Mängelfeststellungen können nicht immer zerstörungsfrei erfolgen

Aber nochmals zurück zu materiellen Dingen: Nicht alles, was vorhanden ist, ist auch sichtbar. Ob die Wärmedämmung einer unter Putz verlegten Warmwasserleitung ausreichende Stärke aufweist, kann nicht durch direkte Messung festgestellt werden, weil nur in den seltensten Fällen es möglich sein wird, in eine schöne Zimmerwand eine Suchöffnung zu stemmen. Eine Ausnahme läge dann vor, wenn ein Ende oder beide Enden der Leitung freiliegend oder auf sonst eine Weise zumindest teilweise zugänglich wären. Wärmebilder einer Infrarotkamera könnten bestenfalls einen groben Anhalt bilden, mehr nicht.

(Datenauflistung)
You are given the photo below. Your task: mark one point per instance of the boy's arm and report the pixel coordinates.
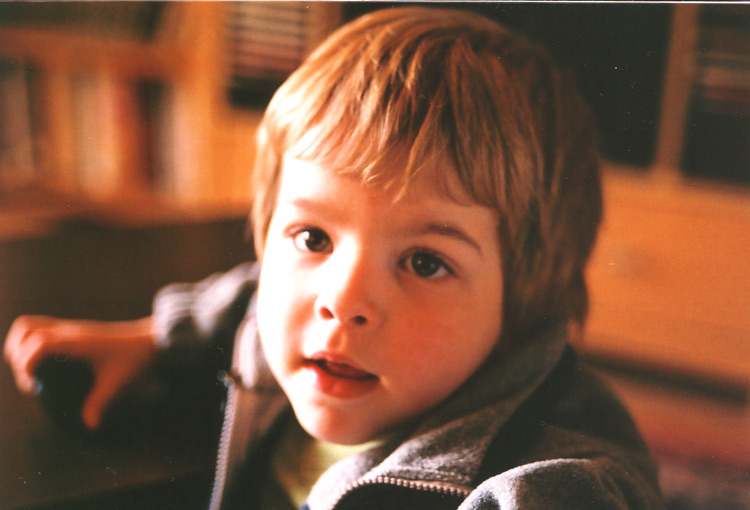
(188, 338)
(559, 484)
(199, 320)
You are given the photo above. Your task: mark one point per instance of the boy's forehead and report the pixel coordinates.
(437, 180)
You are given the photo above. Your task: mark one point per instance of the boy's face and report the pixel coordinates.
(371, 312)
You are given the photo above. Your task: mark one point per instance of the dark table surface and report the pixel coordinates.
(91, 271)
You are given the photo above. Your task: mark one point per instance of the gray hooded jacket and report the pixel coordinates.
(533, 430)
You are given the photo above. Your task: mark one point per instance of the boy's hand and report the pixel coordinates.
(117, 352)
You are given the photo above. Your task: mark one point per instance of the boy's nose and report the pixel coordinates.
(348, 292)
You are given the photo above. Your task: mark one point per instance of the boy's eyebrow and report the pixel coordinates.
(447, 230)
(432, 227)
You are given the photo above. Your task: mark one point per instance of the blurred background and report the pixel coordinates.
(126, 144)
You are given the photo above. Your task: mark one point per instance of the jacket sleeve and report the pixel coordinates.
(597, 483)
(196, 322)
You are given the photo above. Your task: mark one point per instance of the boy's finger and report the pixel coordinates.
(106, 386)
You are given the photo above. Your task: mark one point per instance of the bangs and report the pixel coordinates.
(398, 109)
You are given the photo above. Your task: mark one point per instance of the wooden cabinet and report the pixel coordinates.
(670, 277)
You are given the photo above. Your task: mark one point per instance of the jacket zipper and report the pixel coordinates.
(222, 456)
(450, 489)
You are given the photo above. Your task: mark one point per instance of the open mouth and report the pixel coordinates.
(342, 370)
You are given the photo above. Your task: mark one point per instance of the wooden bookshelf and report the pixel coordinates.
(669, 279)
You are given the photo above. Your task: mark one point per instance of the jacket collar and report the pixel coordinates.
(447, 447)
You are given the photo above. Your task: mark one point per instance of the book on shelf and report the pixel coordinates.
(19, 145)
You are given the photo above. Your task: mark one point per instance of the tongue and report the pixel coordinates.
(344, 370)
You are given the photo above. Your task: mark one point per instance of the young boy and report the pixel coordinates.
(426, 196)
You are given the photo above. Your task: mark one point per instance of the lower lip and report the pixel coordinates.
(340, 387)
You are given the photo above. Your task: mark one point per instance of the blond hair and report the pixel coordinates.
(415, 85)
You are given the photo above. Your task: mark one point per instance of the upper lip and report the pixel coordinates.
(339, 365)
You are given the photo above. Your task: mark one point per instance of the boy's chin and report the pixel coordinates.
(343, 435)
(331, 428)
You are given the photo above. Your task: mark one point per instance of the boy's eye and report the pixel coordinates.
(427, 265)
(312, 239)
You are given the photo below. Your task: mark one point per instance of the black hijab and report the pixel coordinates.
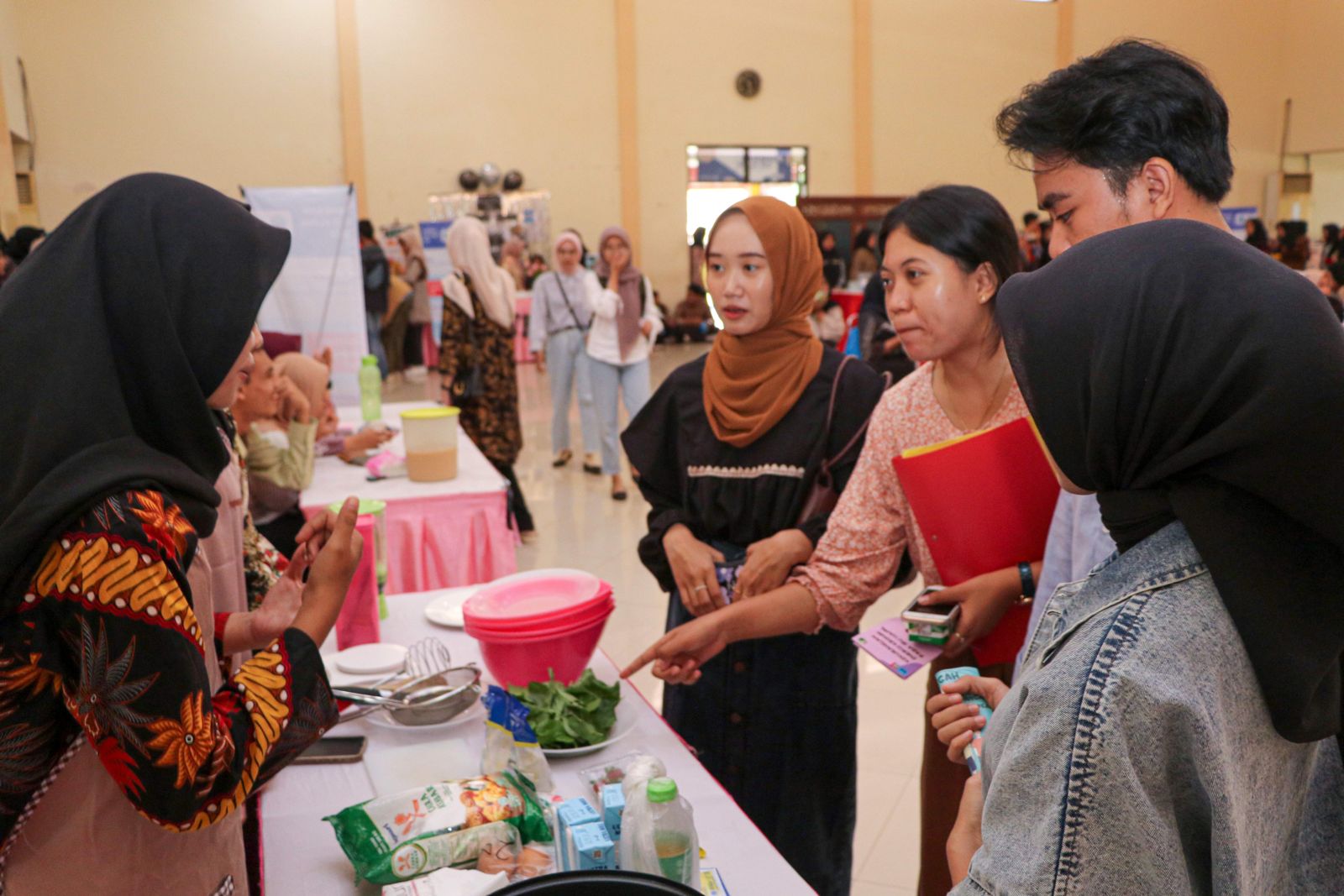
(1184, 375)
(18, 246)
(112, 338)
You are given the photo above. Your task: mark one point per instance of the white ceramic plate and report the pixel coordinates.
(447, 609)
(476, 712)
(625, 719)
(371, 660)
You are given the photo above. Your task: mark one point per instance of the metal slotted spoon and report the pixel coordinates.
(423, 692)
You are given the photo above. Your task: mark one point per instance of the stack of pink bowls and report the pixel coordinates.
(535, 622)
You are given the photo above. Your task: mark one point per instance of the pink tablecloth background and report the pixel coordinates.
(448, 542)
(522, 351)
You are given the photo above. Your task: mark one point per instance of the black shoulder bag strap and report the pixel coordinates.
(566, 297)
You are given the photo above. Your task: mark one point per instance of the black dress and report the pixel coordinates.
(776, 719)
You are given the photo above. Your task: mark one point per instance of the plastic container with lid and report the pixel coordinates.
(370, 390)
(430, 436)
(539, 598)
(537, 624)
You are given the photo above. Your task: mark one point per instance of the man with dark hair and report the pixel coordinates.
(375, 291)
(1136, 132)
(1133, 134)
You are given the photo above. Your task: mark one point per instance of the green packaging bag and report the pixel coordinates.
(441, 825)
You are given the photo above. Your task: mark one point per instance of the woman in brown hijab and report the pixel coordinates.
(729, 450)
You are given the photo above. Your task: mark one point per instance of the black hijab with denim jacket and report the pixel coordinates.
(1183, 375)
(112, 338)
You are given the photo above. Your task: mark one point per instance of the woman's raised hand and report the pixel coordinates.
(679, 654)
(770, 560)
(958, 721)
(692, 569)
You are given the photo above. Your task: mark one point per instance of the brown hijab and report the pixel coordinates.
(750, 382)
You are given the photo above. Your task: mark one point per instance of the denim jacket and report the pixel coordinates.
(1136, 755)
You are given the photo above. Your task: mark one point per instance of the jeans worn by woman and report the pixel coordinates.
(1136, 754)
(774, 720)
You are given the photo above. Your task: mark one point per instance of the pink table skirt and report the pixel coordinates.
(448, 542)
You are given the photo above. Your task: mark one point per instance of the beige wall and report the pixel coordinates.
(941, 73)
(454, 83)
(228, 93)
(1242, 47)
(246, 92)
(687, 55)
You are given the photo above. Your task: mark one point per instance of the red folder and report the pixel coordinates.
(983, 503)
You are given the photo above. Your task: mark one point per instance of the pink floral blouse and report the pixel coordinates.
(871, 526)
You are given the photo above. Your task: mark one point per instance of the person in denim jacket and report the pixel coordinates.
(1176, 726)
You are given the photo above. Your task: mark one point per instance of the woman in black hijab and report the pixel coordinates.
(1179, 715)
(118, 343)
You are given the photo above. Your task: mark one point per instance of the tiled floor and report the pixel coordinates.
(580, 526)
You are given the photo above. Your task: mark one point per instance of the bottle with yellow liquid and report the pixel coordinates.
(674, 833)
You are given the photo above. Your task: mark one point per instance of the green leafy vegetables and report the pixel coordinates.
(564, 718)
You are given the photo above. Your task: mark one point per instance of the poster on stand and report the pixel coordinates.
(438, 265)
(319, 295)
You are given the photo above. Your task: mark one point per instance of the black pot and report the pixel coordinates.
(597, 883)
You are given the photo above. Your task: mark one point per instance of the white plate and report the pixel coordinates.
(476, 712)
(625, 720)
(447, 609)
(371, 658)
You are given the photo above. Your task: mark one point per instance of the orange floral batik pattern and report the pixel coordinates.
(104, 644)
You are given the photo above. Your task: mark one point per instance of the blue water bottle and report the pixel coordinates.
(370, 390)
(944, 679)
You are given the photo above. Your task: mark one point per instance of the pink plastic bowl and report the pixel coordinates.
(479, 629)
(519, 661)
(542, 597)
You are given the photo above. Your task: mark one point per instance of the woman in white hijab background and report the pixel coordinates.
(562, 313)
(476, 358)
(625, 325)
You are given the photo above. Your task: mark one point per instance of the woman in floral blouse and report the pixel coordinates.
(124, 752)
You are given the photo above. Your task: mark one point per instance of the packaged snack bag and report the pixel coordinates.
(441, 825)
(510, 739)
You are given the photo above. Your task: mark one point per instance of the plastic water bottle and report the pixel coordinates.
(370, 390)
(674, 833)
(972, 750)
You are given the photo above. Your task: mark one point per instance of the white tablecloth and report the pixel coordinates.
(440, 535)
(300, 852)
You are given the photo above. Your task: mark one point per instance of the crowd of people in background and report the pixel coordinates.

Ihre Aufgaben:
- a) Beantworten Sie zum Textauszug über Mängelfeststellungen diese Fragen:
(i) Was lässt sich laut dem Textauszug nicht durch direkte Messung feststellen?
(ii) Unter welcher Bedingung läge eine Ausnahme vor?
(iii) Was können Wärmebilder einer Infrarotkamera bestenfalls bieten?
- b) Suchen Sie aus den Datensätzen jede Zeile heraus, die das Wort "hair" enthält, und geben Sie diese Zeilen wieder.
Der Textauszug und die Datensätze haben inhaltlich nichts miteinander zu tun.

Lösungen:
- a)
(i) Durch direkte Messung lässt sich nicht feststellen, ob die Wärmedämmung einer unter Putz verlegten Warmwasserleitung ausreichende Stärke aufweist.
(ii) Eine Ausnahme läge vor, wenn ein Ende oder beide Enden der Leitung freiliegend oder auf sonst eine Weise zumindest teilweise zugänglich wären.
(iii) Wärmebilder einer Infrarotkamera könnten bestenfalls einen groben Anhalt bilden, mehr nicht.

- b)
You are given the photo above. Your task: mark one point per instance of the blond hair and report the pixel coordinates.
You are given the photo above. Your task: mark one point per instance of the man with dark hair and report the pixel coordinates.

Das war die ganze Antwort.